**Stated exercise**
Every line from the one containing "TARGET = man's ear" to the final line of the material below must be reproduced exactly; leave out all other lines.

**Records for processing**
* START *

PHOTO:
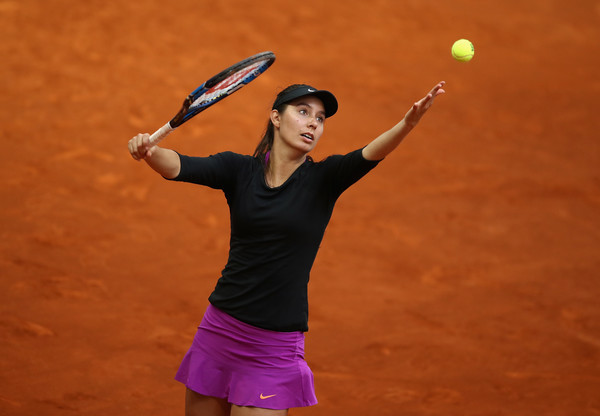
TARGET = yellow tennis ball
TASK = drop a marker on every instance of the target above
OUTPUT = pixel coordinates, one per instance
(463, 50)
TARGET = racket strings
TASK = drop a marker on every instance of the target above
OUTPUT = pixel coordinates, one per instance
(228, 85)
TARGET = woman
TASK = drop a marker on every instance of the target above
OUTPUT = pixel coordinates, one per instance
(248, 355)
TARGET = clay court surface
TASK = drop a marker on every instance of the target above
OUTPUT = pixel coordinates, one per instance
(460, 277)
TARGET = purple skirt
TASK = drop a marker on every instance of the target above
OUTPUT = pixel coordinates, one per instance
(247, 366)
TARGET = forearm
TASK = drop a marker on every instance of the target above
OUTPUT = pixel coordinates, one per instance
(387, 142)
(164, 161)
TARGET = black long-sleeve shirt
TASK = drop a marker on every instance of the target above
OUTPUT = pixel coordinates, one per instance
(275, 232)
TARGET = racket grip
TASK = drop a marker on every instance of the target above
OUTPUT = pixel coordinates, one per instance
(160, 134)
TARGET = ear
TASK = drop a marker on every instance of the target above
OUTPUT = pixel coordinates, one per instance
(275, 118)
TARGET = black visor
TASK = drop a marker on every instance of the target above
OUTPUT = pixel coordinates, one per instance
(328, 99)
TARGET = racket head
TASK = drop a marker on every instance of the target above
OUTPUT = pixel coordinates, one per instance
(222, 85)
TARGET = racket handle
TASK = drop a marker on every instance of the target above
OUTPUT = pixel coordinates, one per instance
(160, 134)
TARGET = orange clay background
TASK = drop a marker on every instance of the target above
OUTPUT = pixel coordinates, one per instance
(460, 277)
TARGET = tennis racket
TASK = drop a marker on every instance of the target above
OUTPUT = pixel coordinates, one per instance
(215, 89)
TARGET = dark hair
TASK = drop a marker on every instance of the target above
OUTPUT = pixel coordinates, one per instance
(266, 143)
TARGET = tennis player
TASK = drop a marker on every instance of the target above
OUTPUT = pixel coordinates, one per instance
(247, 357)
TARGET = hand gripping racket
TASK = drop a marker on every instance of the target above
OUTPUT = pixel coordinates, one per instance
(215, 89)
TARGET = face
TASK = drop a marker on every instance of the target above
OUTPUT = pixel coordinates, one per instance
(300, 125)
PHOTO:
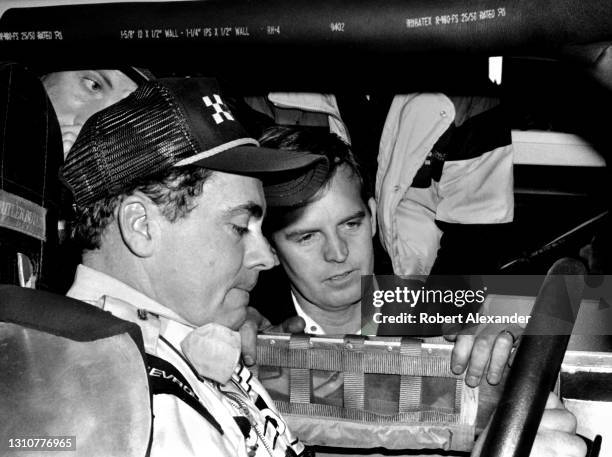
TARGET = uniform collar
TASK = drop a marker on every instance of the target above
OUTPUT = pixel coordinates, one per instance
(312, 326)
(102, 290)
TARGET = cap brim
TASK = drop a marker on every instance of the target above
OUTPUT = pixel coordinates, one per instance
(289, 177)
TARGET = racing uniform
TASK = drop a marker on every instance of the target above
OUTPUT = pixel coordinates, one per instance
(194, 413)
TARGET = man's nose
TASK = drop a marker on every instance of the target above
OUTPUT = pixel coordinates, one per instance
(336, 249)
(260, 255)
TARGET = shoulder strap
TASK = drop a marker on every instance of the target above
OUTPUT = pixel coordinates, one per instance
(165, 378)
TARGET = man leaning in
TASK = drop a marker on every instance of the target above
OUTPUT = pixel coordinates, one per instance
(169, 210)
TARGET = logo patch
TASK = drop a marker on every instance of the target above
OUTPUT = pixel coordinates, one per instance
(221, 111)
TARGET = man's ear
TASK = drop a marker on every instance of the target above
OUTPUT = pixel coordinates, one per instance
(372, 206)
(137, 224)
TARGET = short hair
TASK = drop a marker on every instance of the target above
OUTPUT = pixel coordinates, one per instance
(173, 191)
(315, 140)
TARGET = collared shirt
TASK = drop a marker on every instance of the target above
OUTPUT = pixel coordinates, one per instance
(180, 430)
(312, 327)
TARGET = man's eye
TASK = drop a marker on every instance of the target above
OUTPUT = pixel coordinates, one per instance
(354, 224)
(92, 84)
(240, 230)
(305, 238)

* END *

**Response to the exercise**
TARGET = man's ear
TASK = drop a marker on every instance of the target above
OUTPUT = pixel coordinates, one per instance
(372, 206)
(137, 224)
TARGET = short hair
TASK = drop a marker on every instance of the target above
OUTPUT = pixel coordinates, one per instance
(173, 191)
(315, 140)
TARGET = collared shirt
TASK = drop a marker on every instance of the target above
OUTPUT = pixel coordinates, one per instance
(180, 430)
(312, 327)
TARGET = man's eye
TASK = drop a marker on every instance of the target above
OUTPUT = pixel coordinates, one per instance
(354, 224)
(92, 84)
(240, 230)
(305, 238)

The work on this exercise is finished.